▶ TASKS TO CARRY OUT
[A] According to the article on torture in Israel, since what year has the Committee Against Torture tried to generate a genuine debate on the issue?
[B] Count the lines in the entries that contain the string "cable" and give only the number.

▶ EXTRACT TO READ
— BEGIN —
So torture is still widely used in Israel

 
Now, for the first time in years, state representatives have said in public that Israel cannot continue to routinely torture suspects under interrogation
 
Dr. Rachel Stroumsa
Ha’aretz, 10 Sep 10 2017
 
  
Last week, I heard for the first time ever a real and penetrating session in the Supreme Court about torture. I have attended hearings of cases brought by the Public Committee Against Torture in Israel for several years, and am always disappointed.
 
Time after time, we file on behalf of detainees under investigation, who describe acts that violate international law, the 1999 High Court of Justice ruling forbidding torture and the attorney general’s guidelines.
 
The hearings are mostly brief and parse technical issues, like does the case merit a hearing or would it be preferable to submit a new petition worded differently. Have all the proceedings been utilized? The result is that the most burdensome question – should one agree to a situation in which Israel regularly tortures inmates illegally – is not addressed.
 
The special and almost unprecedented hearing in the High Court took place in a case, which the torture victim filed, that has gone on for a decade. The severe torture he was subjected to during his interrogation left him with significant neurological damage.
 
The High Court ruled in 1999 that torture is forbidden: “Indeed, violence directed at a suspect’s body or spirit does not constitute a reasonable investigation practice.”
 
In one fell swoop, this ruling sharply reduced the number of suspects who were interrogated. Until that point, the use of torture was — as Shin Bet security service officials have publicly acknowledged many times — routine. Arrests routinely led to harsh physical violence that also led to the death of suspects.
 
Despite the reduction in the phenomenon since the ruling, hundreds of suspects, nearly all Palestinians, have been tortured during interrogations. Shin Bet investigators continued using explicitly forbidden techniques, like shaking and the so-called “frog” crouch – methods that cause serious physical harm.
 
The Committee Against Torture has tried since 1986 to generate a genuine debate on this issue, on the definition of torture, the difference between torturing an adult and torturing a child, who should investigate suspicions of torture, how should such suspicions be properly investigated and primarily whether Israeli society wants to be a society that regularly uses torture.
— END —
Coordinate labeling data
— BEGIN —
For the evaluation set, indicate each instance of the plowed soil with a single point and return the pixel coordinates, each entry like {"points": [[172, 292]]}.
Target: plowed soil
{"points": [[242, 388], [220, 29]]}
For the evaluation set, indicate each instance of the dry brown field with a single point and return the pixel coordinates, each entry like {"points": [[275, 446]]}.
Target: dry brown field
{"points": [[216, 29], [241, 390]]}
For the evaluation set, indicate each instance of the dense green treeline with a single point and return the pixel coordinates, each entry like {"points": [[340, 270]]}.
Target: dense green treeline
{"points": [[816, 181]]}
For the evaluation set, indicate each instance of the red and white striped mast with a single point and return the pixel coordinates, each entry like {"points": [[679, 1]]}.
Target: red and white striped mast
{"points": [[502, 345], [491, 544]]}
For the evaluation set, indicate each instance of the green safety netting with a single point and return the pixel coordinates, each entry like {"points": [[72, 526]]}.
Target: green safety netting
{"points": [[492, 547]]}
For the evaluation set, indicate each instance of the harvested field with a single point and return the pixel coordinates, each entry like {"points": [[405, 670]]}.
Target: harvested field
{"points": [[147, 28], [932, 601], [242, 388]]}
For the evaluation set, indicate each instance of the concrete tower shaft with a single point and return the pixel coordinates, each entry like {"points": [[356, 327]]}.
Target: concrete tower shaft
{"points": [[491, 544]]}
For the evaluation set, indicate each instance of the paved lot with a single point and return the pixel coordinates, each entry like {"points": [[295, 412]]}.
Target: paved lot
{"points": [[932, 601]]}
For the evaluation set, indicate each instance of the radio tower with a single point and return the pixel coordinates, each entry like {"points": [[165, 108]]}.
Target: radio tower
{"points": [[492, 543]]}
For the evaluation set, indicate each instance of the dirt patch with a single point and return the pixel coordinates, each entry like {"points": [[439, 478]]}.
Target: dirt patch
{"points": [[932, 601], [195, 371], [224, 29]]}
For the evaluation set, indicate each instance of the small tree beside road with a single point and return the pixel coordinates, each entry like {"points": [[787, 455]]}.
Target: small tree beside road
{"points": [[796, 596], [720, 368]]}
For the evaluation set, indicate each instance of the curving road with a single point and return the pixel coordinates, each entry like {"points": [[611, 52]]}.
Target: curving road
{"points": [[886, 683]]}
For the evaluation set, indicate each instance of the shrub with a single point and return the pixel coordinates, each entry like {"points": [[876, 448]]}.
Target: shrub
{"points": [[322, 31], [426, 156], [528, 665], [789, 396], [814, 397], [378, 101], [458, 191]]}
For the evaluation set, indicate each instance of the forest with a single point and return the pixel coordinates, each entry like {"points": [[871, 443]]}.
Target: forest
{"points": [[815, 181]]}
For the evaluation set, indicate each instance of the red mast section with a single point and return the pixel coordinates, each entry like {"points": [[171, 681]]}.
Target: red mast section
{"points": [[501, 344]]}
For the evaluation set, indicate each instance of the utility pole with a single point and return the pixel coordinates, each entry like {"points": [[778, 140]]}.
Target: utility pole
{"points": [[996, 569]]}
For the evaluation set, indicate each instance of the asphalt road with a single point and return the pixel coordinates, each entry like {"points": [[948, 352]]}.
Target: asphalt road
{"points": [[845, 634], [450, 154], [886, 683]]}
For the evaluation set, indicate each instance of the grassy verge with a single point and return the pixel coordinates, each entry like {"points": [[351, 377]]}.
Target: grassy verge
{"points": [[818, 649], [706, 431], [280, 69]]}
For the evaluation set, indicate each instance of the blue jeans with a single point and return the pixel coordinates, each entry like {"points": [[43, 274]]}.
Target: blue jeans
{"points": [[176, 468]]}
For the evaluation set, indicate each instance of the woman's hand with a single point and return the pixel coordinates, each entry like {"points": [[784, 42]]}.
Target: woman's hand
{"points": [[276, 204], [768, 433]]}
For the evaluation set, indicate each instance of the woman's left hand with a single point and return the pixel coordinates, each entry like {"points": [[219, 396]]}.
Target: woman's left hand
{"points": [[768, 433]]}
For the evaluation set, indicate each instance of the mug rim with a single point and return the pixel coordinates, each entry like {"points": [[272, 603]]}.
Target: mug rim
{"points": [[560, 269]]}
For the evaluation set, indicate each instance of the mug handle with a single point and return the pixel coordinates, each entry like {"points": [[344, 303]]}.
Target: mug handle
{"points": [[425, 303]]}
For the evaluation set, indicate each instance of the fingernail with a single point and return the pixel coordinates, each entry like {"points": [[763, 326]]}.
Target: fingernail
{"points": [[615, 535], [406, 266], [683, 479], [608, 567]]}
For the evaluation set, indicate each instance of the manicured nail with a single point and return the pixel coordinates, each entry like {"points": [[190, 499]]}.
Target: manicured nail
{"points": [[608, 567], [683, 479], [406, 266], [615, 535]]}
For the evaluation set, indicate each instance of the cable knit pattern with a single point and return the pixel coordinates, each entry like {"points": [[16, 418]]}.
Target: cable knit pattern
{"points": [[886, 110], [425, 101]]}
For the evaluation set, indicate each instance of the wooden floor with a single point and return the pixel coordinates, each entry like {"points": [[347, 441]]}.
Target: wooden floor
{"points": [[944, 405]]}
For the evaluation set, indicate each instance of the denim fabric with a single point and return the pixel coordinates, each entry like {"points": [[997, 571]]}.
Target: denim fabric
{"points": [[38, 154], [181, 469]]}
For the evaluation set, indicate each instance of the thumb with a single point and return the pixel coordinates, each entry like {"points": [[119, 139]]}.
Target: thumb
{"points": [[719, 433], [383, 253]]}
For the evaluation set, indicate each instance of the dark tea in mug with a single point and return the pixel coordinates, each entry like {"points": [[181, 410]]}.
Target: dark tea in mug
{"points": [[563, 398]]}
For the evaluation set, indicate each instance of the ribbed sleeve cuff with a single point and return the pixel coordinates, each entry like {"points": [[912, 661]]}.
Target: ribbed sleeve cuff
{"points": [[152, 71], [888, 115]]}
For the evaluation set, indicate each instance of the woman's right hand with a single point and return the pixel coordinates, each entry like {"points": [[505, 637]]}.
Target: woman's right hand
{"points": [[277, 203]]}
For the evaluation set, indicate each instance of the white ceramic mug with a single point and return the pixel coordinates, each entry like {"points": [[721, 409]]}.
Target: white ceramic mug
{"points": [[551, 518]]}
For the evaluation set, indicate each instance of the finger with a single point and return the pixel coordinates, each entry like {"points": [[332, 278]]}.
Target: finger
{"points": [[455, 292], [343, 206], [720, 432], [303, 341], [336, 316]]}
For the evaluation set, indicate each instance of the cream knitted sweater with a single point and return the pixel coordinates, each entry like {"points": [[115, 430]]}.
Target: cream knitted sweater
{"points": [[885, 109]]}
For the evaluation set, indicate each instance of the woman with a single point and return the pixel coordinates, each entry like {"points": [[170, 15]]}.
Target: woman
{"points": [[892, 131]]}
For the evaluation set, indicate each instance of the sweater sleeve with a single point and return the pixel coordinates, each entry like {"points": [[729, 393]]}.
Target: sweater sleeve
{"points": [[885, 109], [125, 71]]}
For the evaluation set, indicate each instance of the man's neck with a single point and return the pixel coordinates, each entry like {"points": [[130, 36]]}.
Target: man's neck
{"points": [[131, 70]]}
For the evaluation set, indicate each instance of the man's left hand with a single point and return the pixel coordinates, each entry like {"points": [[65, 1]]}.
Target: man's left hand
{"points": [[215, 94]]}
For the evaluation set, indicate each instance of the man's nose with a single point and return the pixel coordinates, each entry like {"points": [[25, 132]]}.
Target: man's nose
— END —
▶ OUTPUTS FOR THE TASKS
[A] Since 1986.

[B] 2